* WHAT IS BEING ASKED:
Everything from the line with "Expected: for every instance of the weathered" through the last line of the records below should be copied exactly, both ends included.

* RECORDS TO PROCESS:

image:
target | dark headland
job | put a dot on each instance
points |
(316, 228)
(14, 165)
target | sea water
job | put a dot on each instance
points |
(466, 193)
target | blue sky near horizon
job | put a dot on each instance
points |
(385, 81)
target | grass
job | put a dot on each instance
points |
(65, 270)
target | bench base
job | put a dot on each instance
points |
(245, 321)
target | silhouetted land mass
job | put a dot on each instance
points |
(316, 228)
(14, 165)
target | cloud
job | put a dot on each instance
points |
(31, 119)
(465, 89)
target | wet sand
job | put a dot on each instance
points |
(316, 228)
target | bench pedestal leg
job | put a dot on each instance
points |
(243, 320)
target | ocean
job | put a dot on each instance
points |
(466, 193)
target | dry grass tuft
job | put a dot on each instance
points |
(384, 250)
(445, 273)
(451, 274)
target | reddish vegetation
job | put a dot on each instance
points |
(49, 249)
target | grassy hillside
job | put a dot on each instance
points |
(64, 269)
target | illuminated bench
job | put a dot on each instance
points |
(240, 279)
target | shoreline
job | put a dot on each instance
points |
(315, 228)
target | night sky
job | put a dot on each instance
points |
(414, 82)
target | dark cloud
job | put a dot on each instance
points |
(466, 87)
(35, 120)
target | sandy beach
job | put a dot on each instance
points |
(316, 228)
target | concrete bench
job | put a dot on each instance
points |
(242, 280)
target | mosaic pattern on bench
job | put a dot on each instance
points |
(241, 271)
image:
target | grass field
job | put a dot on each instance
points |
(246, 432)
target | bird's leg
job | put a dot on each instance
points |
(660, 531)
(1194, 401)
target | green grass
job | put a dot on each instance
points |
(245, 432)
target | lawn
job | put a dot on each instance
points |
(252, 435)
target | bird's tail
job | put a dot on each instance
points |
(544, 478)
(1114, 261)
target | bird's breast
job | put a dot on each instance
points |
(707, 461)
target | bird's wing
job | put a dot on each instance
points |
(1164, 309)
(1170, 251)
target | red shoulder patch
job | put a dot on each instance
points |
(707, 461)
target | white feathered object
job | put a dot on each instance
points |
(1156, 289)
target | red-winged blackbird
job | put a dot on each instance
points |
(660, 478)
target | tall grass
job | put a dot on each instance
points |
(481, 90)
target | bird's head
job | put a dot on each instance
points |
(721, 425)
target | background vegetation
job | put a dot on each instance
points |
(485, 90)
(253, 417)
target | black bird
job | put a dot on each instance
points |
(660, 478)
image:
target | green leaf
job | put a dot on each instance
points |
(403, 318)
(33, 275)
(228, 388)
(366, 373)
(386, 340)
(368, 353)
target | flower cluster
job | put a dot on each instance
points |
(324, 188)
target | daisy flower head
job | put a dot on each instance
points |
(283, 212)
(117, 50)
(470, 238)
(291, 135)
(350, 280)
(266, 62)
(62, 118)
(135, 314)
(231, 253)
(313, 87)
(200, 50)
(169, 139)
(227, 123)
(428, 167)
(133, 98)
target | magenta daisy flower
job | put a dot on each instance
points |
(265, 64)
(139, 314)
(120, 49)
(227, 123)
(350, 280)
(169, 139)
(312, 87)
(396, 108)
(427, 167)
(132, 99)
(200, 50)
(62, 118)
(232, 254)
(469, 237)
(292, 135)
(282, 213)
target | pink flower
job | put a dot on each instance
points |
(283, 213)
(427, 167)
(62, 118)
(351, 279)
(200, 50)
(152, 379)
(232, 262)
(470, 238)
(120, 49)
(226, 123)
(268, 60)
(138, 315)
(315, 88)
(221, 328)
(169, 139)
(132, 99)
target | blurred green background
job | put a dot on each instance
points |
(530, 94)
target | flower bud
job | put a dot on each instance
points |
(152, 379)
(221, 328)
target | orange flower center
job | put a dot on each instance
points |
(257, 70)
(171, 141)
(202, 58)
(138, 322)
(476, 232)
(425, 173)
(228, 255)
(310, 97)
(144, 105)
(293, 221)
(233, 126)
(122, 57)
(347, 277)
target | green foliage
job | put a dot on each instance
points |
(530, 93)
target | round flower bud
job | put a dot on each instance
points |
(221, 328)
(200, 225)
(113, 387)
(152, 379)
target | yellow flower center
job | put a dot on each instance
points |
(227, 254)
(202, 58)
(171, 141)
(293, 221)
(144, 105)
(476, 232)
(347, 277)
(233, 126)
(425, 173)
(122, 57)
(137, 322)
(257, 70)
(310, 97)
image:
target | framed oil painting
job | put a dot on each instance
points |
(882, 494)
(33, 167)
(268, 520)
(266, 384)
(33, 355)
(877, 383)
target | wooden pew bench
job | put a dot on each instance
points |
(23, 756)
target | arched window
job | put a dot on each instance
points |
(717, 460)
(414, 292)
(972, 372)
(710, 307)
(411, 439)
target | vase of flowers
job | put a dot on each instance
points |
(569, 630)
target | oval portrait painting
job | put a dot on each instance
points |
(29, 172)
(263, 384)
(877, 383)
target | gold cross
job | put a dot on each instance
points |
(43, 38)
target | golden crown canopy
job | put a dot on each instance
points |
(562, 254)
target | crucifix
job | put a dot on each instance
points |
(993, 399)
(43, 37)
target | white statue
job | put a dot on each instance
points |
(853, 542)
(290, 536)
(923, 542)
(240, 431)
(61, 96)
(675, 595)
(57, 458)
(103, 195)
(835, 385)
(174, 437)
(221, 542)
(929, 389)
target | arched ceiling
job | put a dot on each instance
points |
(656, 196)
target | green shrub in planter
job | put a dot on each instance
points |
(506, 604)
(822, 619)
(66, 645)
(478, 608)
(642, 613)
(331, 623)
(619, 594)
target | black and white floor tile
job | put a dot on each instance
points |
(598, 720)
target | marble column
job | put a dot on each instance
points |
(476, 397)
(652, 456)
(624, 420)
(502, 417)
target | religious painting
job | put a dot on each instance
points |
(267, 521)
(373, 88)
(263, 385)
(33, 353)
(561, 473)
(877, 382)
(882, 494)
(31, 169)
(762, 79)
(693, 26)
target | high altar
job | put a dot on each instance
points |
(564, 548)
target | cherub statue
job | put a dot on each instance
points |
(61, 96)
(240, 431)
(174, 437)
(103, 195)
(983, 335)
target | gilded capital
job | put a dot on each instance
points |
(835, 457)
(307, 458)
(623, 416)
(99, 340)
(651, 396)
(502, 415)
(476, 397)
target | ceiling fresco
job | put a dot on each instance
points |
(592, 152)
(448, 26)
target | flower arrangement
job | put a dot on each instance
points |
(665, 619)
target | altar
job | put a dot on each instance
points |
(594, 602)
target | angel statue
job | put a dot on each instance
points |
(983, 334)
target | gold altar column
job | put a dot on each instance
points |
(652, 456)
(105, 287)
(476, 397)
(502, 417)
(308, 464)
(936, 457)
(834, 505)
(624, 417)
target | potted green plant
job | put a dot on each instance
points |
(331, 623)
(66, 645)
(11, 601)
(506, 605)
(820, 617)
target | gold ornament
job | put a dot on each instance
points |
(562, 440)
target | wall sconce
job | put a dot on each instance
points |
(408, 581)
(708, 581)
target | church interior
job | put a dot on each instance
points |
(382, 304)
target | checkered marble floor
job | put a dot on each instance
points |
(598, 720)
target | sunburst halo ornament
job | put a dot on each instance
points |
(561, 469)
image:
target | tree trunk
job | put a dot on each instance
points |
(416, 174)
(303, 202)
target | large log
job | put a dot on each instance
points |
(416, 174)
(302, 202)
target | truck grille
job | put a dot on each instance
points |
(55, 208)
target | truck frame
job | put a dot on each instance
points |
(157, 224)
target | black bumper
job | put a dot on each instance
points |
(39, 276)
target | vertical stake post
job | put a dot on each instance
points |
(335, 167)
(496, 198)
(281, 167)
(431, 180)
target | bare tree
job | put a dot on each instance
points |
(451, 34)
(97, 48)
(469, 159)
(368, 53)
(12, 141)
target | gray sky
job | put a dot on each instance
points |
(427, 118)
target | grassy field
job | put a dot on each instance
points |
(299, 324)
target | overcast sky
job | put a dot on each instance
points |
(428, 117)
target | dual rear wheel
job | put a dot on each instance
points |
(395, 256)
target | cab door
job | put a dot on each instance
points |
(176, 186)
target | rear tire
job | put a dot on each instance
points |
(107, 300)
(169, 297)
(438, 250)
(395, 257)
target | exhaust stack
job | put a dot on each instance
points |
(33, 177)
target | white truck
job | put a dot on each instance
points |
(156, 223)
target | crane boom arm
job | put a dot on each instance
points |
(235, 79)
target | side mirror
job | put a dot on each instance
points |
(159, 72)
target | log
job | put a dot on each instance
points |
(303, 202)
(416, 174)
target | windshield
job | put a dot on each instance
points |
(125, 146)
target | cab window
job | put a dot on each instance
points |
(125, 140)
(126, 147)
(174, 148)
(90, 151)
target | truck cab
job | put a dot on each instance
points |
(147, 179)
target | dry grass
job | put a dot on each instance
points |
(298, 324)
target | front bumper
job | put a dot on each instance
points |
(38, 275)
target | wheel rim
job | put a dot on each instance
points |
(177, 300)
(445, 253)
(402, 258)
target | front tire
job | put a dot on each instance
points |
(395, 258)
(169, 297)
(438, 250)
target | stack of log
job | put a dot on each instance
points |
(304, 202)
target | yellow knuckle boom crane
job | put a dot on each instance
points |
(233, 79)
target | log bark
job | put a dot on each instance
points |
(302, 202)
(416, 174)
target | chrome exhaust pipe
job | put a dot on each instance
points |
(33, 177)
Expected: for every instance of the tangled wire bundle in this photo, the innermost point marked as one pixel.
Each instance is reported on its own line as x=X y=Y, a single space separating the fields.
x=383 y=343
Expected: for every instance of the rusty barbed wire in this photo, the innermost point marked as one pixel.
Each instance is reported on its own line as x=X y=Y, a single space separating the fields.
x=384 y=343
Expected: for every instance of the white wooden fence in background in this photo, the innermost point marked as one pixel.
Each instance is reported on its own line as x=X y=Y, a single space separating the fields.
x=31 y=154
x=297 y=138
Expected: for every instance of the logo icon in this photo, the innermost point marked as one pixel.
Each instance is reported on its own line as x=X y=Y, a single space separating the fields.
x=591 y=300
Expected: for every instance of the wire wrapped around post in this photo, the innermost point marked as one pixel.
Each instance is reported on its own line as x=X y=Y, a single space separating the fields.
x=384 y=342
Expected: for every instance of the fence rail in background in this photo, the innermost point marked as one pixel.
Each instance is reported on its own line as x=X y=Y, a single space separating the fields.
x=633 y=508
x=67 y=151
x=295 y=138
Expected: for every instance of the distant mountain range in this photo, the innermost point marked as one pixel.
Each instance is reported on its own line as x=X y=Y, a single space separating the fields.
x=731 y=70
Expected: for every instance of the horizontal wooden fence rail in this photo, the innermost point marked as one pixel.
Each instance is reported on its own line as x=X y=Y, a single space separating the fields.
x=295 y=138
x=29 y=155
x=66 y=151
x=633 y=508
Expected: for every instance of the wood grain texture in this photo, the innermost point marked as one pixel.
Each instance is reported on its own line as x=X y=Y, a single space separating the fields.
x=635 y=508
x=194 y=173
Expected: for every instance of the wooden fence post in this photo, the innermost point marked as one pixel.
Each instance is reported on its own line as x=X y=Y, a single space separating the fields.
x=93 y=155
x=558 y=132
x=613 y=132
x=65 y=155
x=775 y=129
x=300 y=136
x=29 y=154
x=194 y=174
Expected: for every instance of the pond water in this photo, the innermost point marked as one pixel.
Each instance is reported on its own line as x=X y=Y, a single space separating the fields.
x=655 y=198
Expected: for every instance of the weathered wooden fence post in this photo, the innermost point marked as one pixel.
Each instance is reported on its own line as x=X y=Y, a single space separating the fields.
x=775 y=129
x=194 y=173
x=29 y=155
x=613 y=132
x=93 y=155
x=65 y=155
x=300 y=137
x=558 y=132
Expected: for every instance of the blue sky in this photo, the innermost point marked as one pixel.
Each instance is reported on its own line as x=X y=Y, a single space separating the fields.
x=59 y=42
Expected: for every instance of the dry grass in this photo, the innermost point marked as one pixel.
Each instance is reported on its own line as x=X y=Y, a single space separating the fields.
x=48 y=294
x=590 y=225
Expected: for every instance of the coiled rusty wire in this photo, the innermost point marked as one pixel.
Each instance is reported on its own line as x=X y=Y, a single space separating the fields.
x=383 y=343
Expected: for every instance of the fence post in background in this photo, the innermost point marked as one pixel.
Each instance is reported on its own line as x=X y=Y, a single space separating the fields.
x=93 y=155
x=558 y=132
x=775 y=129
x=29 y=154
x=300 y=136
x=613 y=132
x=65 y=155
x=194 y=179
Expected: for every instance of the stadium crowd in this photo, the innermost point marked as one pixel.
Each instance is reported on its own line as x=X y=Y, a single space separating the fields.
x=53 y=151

* EXERCISE RESPONSE:
Expected: for every instance of the weathered wooden fence post in this photo, the innermost point marked as one pixel.
Each instance is reported on its own line as x=X y=Y, a single space separating the fields.
x=775 y=129
x=194 y=173
x=29 y=155
x=613 y=132
x=93 y=155
x=65 y=155
x=300 y=137
x=558 y=132
Expected: for every instance of the blue sky in this photo, the innermost point marked as one pixel.
Each instance is reported on its own line as x=X y=Y, a single space separating the fields.
x=59 y=42
Expected: for every instance of the dry grass in this photo, the innermost point marked as one pixel.
Each instance is reported on its own line as x=X y=Y, a single space separating the fields.
x=48 y=294
x=590 y=225
Expected: for every instance of the coiled rusty wire in this photo, the innermost point marked as one pixel.
Each instance is reported on its own line as x=X y=Y, a single space separating the fields.
x=383 y=343
Expected: for every instance of the fence post in background in this photo, the innermost point marked as one pixel.
Each instance is reported on its own line as x=X y=Y, a single space separating the fields.
x=93 y=155
x=558 y=132
x=775 y=129
x=29 y=154
x=300 y=136
x=613 y=132
x=65 y=155
x=194 y=179
Expected: for every instance of the stadium crowd in this photo, the innermost point marked as one pixel.
Each instance is reported on its own line as x=X y=Y, a single space separating the fields.
x=53 y=151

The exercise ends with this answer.